■ **Exercise brief**
Name every country, city, and body of water mentioned in the passage about Daniel below.
--- Selected passage ---
When Daniel's dad eventually crossed the Channel, his boat was one of the first groups to be selected to go to Rwanda. The government stopped the flights however, in the last minutes before take-off, and he was sent to a refugee hotel in London.
A bus picked up the 21-year-old, who has become self-taught and fluent in English, one day in London providing no indication as to where he was going in the UK.
After two different stops, his name was called as the bus pulled into Carlisle's Hilltop Hotel.
Eleven months later, living on £8 per week, Daniel looks to make positive light of his situation but was disheartened following the recent anti-refugee march through the city, which was labelled 'Save Our Streets'.
"People judge refugees, they think we're criminals," he said. "We go to church, we make friends, and everyone in the church likes us but when we see that some people judge us for something that wasn't our choice, it's bad.
--- Extracted data ---
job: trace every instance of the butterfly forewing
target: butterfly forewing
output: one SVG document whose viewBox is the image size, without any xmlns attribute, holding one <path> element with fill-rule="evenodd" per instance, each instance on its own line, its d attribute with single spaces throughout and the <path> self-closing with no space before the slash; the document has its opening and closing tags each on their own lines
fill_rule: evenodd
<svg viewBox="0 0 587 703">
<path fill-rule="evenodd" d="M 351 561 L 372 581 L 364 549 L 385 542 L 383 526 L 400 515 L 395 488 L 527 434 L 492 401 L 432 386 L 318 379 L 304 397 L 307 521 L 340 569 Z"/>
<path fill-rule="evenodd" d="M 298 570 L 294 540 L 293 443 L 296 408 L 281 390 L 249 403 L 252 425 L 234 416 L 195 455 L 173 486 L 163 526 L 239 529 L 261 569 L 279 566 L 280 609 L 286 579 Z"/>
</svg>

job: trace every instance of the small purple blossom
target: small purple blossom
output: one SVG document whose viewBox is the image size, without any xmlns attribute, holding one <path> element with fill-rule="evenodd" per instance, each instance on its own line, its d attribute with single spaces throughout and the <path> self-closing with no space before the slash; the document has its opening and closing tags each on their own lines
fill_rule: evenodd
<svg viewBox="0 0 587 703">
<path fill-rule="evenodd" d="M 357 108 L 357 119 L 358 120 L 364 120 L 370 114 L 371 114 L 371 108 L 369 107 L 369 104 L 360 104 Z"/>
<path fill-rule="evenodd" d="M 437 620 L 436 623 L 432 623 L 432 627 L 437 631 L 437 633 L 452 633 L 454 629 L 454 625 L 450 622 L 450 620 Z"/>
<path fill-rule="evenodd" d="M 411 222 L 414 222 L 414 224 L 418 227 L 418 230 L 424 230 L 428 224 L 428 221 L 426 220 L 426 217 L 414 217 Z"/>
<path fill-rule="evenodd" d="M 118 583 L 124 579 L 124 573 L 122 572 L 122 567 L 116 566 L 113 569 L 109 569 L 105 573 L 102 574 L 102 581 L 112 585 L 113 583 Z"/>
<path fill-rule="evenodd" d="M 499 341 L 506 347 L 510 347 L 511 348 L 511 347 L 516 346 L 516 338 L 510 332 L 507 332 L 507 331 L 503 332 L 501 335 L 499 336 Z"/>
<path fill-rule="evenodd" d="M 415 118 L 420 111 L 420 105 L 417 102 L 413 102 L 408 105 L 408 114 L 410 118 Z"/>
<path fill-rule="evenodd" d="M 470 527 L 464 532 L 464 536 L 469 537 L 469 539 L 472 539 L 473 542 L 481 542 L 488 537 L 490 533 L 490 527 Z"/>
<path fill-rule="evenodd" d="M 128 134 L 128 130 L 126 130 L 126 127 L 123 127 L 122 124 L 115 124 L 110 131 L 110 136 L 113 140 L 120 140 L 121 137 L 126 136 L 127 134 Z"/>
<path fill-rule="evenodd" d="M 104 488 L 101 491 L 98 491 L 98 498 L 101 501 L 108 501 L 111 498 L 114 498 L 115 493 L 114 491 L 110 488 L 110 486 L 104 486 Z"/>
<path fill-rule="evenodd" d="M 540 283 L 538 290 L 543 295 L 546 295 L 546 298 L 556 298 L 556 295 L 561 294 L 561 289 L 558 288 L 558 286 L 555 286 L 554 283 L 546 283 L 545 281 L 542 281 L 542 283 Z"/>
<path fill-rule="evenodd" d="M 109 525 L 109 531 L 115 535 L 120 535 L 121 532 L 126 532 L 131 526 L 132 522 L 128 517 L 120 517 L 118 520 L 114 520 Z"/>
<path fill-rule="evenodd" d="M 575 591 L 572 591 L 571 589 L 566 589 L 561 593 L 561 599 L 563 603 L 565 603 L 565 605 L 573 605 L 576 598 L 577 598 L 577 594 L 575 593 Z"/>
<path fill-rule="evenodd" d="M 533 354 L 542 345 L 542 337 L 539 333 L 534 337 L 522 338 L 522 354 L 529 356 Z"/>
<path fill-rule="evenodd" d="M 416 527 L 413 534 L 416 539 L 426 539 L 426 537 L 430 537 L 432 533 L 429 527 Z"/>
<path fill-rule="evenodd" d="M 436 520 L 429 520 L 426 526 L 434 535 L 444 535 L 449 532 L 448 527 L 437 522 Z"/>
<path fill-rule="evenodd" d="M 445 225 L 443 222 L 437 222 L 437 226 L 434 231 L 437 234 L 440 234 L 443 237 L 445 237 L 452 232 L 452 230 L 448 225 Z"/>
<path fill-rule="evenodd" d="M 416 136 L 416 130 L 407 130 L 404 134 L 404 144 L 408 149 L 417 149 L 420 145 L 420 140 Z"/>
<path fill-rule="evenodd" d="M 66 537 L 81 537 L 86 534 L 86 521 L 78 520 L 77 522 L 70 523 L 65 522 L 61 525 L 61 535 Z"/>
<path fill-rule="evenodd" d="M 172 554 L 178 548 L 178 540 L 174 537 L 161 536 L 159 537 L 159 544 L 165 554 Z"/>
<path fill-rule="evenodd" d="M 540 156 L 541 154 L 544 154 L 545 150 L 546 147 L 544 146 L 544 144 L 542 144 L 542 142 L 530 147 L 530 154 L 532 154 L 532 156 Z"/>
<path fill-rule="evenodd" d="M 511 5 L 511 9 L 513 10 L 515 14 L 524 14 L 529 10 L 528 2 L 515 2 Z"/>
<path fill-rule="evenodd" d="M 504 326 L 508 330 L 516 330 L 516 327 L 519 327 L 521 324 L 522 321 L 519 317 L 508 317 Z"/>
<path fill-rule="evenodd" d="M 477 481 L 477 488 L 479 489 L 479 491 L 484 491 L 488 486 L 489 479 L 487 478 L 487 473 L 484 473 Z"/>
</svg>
---
■ **Correct answer**
- the Channel
- Rwanda
- London
- the UK
- Carlisle